### [What you have to do]
Return each line of the items below that contains the word "mirror".

Collection entries
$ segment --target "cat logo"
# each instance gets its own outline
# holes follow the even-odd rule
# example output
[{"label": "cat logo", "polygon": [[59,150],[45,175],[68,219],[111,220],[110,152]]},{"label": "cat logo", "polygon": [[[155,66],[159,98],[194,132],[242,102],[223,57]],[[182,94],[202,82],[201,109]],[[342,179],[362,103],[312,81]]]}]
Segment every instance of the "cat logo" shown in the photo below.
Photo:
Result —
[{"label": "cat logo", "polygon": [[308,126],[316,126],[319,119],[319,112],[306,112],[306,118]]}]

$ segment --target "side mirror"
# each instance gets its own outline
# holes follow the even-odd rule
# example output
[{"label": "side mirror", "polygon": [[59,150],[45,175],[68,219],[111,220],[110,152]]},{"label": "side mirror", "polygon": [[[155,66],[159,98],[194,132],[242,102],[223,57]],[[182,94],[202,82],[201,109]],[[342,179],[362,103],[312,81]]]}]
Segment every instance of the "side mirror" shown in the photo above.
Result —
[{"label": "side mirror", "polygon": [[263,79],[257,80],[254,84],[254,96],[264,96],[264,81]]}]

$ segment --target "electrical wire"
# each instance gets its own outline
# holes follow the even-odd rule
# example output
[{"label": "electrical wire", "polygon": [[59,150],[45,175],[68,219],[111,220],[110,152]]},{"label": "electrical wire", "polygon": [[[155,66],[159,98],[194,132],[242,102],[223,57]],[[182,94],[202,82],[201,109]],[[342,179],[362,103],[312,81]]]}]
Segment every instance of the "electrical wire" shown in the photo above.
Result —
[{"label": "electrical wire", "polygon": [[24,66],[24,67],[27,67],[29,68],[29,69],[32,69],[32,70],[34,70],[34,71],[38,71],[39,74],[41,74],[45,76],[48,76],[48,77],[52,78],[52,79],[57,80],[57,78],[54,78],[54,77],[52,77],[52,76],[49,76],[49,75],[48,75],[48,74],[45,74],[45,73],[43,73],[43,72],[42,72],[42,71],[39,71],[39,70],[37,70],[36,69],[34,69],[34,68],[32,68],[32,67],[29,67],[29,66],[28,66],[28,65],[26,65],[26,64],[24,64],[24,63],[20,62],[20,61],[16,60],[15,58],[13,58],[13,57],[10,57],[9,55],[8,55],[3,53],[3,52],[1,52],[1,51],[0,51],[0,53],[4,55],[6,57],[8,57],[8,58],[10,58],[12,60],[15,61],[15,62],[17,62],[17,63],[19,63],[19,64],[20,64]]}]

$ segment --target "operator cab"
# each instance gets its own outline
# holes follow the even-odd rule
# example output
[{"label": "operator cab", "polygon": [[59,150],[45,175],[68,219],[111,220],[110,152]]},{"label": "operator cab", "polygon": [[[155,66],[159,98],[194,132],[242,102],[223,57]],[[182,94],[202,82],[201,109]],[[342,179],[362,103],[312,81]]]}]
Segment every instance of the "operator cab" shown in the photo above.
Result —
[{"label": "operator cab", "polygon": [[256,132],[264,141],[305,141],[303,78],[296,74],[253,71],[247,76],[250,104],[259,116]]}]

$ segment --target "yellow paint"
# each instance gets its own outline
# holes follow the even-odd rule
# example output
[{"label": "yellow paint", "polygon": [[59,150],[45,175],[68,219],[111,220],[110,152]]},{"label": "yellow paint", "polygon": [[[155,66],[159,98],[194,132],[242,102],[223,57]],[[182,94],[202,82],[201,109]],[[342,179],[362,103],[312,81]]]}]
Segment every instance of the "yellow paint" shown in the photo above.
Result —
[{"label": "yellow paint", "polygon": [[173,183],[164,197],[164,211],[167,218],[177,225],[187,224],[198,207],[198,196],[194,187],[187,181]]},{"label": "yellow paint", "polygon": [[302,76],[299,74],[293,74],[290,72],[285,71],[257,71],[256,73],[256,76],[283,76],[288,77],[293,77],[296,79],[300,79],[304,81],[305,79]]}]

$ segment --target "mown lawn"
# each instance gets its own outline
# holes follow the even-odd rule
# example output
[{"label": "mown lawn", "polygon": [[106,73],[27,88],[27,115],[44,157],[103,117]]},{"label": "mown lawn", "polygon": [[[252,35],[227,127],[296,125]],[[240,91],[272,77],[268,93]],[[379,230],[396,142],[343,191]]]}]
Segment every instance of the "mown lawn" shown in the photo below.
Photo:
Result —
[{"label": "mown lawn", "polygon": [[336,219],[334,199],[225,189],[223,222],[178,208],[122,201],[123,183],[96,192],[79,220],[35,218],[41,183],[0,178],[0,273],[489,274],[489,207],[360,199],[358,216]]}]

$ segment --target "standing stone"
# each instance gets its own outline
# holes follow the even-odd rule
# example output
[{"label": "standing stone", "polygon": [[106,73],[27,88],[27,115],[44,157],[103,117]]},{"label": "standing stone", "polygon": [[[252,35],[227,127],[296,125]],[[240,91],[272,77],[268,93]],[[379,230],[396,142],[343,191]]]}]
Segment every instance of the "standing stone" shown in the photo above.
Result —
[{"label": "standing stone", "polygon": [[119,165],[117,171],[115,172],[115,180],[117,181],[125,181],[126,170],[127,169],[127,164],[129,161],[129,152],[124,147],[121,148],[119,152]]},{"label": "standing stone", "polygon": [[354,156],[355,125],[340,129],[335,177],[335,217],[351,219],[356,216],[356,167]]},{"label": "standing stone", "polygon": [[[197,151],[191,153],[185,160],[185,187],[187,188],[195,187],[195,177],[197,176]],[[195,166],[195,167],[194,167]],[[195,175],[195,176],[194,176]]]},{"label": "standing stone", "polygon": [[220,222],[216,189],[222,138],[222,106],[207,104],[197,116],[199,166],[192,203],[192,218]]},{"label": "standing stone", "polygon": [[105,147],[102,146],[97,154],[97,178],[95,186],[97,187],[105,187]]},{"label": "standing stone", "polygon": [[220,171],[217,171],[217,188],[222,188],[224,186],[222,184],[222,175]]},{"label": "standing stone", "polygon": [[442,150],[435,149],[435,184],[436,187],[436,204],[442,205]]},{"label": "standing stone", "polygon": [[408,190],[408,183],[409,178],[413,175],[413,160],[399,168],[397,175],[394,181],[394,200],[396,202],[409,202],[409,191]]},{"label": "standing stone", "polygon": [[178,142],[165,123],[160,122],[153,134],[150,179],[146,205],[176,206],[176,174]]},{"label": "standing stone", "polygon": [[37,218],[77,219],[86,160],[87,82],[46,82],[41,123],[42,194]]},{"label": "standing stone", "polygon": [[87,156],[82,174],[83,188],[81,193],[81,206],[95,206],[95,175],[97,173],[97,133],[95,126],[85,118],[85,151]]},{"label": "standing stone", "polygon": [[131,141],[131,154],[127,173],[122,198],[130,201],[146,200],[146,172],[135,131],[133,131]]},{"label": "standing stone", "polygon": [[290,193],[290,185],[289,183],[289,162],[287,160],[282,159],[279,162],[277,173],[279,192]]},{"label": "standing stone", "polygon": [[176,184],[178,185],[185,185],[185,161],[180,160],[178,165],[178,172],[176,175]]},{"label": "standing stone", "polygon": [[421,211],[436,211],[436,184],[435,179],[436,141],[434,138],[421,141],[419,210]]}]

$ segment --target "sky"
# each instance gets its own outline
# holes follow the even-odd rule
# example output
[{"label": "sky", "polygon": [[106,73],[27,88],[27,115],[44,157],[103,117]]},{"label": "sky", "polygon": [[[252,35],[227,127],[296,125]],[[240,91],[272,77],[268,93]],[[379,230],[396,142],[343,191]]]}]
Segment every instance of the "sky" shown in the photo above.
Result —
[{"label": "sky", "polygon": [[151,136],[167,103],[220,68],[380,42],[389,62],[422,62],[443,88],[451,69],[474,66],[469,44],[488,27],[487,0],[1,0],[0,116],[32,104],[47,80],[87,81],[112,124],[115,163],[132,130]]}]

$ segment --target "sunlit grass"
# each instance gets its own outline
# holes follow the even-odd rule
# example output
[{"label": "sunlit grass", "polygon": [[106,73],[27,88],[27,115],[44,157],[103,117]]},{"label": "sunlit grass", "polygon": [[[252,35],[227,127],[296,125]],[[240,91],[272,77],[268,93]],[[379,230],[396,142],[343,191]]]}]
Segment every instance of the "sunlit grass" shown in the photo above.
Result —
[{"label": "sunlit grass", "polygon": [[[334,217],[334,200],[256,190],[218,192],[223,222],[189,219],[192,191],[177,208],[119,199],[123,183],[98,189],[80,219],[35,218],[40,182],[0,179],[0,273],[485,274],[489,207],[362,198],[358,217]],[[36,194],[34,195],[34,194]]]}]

### [Finished task]
$ segment --target "side mirror"
[{"label": "side mirror", "polygon": [[59,150],[45,175],[68,219],[111,220],[110,152]]},{"label": "side mirror", "polygon": [[[155,66],[159,98],[194,132],[242,102],[223,57]],[[182,94],[202,82],[201,109]],[[342,179],[362,103],[312,81]]]}]
Segment every instance of the "side mirror" shown in the photo above.
[{"label": "side mirror", "polygon": [[263,79],[257,80],[254,84],[254,96],[264,96],[264,81]]}]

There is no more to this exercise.